BEGIN Data to examine

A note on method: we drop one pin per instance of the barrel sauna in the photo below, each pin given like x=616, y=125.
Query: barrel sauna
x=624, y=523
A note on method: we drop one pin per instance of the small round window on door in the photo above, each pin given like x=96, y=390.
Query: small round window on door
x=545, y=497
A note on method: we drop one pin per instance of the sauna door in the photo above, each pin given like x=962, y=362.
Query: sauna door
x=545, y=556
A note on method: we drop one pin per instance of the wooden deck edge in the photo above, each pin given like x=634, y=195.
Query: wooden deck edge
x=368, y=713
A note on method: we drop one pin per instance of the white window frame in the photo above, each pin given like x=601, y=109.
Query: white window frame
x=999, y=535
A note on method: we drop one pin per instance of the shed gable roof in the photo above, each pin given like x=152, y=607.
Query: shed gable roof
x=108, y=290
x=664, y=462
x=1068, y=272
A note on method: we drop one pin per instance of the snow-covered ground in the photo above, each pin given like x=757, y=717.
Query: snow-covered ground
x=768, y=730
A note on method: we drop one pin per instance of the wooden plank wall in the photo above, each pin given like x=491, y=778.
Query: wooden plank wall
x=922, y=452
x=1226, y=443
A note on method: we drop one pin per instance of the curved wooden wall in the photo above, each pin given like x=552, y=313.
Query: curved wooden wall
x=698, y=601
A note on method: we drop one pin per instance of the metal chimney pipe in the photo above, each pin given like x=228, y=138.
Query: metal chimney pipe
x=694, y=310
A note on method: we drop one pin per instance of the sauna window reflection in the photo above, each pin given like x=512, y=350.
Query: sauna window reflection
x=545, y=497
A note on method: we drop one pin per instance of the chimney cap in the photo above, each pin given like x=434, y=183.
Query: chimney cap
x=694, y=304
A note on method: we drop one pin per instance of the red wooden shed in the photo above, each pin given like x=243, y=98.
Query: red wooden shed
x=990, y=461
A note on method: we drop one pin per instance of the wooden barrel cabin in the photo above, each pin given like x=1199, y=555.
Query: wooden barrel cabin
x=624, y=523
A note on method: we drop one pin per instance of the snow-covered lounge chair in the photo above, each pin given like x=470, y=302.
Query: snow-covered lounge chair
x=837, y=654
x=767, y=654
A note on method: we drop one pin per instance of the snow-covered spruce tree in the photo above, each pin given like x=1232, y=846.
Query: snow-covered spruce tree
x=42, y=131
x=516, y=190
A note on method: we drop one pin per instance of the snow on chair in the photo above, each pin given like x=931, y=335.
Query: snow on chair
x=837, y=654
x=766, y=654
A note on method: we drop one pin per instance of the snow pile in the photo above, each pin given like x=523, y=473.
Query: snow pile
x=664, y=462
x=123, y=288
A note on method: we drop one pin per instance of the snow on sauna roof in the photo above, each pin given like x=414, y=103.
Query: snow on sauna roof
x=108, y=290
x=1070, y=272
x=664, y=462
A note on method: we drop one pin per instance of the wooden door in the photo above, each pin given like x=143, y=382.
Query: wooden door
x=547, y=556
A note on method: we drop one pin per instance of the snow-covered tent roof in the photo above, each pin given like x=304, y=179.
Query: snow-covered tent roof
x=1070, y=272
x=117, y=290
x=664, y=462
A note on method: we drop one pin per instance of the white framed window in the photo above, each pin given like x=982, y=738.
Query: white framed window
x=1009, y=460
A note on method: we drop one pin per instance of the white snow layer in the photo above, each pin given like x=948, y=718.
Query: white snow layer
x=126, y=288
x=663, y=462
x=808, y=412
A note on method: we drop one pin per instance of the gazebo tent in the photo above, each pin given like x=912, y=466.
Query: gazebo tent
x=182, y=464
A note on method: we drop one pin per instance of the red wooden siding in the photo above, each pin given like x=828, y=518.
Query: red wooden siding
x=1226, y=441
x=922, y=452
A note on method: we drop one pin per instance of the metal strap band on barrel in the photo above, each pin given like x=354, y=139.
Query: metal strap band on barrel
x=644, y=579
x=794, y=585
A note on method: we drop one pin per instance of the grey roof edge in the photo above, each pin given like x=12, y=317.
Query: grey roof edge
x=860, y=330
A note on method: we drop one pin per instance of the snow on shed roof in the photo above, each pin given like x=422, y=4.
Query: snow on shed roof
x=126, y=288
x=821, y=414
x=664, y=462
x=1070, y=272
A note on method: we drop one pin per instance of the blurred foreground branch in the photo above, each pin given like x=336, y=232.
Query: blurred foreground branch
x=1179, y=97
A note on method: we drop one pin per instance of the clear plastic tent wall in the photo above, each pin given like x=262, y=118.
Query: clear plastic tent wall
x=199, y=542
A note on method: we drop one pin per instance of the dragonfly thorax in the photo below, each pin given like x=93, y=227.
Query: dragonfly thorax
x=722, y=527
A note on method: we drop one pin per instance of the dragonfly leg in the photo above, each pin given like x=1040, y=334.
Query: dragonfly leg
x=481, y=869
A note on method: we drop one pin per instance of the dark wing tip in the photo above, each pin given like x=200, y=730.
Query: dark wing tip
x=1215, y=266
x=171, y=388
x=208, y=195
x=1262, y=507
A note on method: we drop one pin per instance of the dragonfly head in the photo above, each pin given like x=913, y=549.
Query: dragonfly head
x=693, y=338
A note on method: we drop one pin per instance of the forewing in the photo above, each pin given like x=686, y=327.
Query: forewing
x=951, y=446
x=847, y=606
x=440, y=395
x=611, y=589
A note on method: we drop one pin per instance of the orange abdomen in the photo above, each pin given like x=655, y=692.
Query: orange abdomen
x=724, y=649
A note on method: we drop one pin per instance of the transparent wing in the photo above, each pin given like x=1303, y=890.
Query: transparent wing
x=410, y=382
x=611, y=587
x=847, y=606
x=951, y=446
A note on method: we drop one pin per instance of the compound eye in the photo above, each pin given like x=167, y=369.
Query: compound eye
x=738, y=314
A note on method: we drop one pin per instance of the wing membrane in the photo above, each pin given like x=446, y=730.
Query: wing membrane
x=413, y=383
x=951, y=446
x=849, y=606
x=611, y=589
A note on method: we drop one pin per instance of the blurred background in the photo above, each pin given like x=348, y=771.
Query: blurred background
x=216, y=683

END Data to examine

* _Required action_
The lines above from the one with "Query: snow-covered spruce tree" through the one with "like x=828, y=518." are to be duplicated exactly, ends included, with nothing added.

* _Answer section_
Query: snow-covered spruce tree
x=42, y=131
x=516, y=190
A note on method: we drop one pin per instance of the snow on chair in the photo above, each pin given like x=931, y=335.
Query: snow on chair
x=837, y=654
x=766, y=654
A note on method: we drop one pin per instance of the snow pile in the photo above, each pin given like x=523, y=473.
Query: snow pile
x=664, y=462
x=123, y=288
A note on method: we drop one pin per instance of the snow on sauna roof in the photo above, each pin given like x=414, y=103.
Query: snow on sauna roof
x=108, y=290
x=1070, y=272
x=664, y=462
A note on method: we drop one pin per instance of the wooden door in the photo above, each pin given like x=143, y=382.
Query: wooden door
x=547, y=556
A note on method: we drop one pin per instance of the snow-covered tent roof in the photo above, each pin given like x=304, y=179.
Query: snow-covered tent roof
x=1070, y=272
x=117, y=290
x=664, y=462
A note on method: we drop one pin per instance of the white framed window in the photo above, each pin given like x=982, y=738.
Query: white framed window
x=1009, y=460
A note on method: we drop one pin per instance of the white snow layer in the photo above, each pin given like x=948, y=718.
Query: white snow layer
x=126, y=288
x=663, y=462
x=808, y=412
A note on method: we drop one pin per instance of the gazebo tent in the photo above, each pin given like x=912, y=466.
Query: gazebo tent
x=182, y=464
A note on method: we drop one pin per instance of the red wooden siding in the photo above, each pin given like x=828, y=518.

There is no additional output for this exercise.